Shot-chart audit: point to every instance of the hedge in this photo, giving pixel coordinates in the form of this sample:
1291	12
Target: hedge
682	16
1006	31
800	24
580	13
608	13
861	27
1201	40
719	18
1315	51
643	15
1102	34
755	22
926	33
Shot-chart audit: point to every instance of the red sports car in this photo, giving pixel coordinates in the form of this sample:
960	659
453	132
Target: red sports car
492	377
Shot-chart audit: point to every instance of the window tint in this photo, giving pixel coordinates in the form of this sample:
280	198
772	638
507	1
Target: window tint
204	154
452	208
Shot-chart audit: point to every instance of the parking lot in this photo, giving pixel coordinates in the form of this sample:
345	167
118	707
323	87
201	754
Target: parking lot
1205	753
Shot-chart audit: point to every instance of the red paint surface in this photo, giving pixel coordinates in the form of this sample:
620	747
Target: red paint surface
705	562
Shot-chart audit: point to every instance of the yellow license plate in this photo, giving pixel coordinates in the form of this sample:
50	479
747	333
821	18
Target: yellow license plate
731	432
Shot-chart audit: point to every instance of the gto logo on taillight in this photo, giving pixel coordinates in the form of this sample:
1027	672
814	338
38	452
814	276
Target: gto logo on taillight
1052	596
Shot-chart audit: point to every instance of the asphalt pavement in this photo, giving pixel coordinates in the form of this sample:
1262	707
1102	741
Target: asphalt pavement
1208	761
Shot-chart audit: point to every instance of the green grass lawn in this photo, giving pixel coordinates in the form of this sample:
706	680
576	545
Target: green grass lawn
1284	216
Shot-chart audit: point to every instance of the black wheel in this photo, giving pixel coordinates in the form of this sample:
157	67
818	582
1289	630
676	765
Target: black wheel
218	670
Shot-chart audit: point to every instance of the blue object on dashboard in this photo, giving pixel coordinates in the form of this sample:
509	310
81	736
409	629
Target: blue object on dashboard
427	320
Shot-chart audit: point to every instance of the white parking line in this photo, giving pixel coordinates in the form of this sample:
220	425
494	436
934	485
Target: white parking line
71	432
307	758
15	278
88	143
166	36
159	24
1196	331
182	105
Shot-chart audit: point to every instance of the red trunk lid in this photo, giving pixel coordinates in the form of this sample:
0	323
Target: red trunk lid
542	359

========

TASK BRIEF :: Put every line above into a Markdown table with two columns, No. and Text, numbering each row and skipping blank lines.

RIGHT ANSWER ::
| No. | Text |
|---|---|
| 1 | Shot-chart audit: point to every instance of the hedge in this photo, giving pixel coordinates in the form of this sample: |
| 2 | 1291	12 |
| 3 | Target: hedge |
| 4 | 682	16 |
| 5 | 1006	31 |
| 6 | 800	24 |
| 7 | 580	13 |
| 8 | 608	13 |
| 9 | 861	27 |
| 10 | 1201	40 |
| 11 | 719	18 |
| 12 | 1315	51 |
| 13 | 643	15 |
| 14 | 1102	34 |
| 15 | 755	22 |
| 16 | 926	33 |
| 17 | Shot-chart audit: point to every instance of the red sports car in this photo, giving pixel coordinates in the form of this sample: |
| 18 | 960	659 |
| 19 | 453	132 |
| 20 | Target: red sports car |
| 21 | 492	377 |
| 22 | Shot-chart audit: point to every instance of the window tint in this photo, giving pixel coordinates in the form of this sample: |
| 23 | 280	198 |
| 24 | 772	638 |
| 25 | 507	1 |
| 26 | Target: window tint |
| 27 | 204	154 |
| 28 | 452	208 |
| 29 | Shot-chart audit: point to every instance of the parking lot in this photo, giving pixel coordinates in the form of this sample: |
| 30 | 345	167 |
| 31 | 118	707 |
| 32 | 323	87 |
| 33 | 201	754 |
| 34 | Target: parking lot |
| 35 | 1205	753 |
| 36 | Shot-chart audit: point to every instance of the red paint surface in this photo, giving pixel coordinates in the form of this sample: |
| 37 | 620	747 |
| 38 | Target: red paint surface |
| 39 | 705	562 |
| 40 | Shot-chart audit: point to every instance of the yellow license plate in this photo, giving pixel coordinates in the form of this sample: |
| 41 | 50	479 |
| 42 | 747	333 |
| 43 | 821	18 |
| 44 | Target: yellow license plate |
| 45 | 731	432 |
| 46 | Shot-chart audit: point to every instance of the gto logo on taillight in this photo, giving pixel coordinates in the form of this sample: |
| 47 | 1027	672 |
| 48 | 814	338 |
| 49 | 38	452 |
| 50 | 814	276 |
| 51 | Target: gto logo on taillight |
| 52 | 1052	596 |
| 53 | Shot-chart audit: point to every instance of the asphalt pavement in this photo, giving pixel coordinates in the form of this sample: |
| 54 | 1262	707 |
| 55 | 1102	741 |
| 56 | Target: asphalt pavement |
| 57 | 1208	761 |
| 58 | Shot-chart audit: point to every instance of the green grass lawn in this photo, giving pixel coordinates in the form of this sample: |
| 59 | 706	680 |
| 60 | 576	545 |
| 61 | Target: green grass lawn |
| 62 | 1284	216 |
| 63 | Shot-chart audit: point to every instance of the black wheel in this photo, giving pixel coordinates in the form of this sample: |
| 64 | 157	67 |
| 65 | 818	582 |
| 66 | 1289	630 |
| 67 | 676	765 |
| 68 | Target: black wheel |
| 69 | 218	670 |
| 70 | Shot-chart audit: point to every instance of the blue object on dashboard in this photo, giving pixel coordinates in the form of this sample: |
| 71 | 509	310 |
| 72 | 81	736 |
| 73 | 409	629 |
| 74 | Target: blue object on dashboard |
| 75 | 427	320 |
| 76 | Shot-chart audit: point to every instance of the white parking line in this photo, giving pixel coordinates in the form of this sample: |
| 77 | 220	425 |
| 78 | 494	436 |
| 79 | 934	485 |
| 80 | Target: white parking line |
| 81 | 71	432 |
| 82 | 307	758 |
| 83 | 15	278 |
| 84 | 88	143 |
| 85 | 166	36 |
| 86 | 159	24 |
| 87 | 1196	331 |
| 88 | 182	105 |
| 89 | Shot-chart audit: point to every instance of the red trunk lid in this photo, giving pixel coordinates in the form of this sample: |
| 90 | 0	323 |
| 91 | Target: red trunk lid |
| 92 | 542	359 |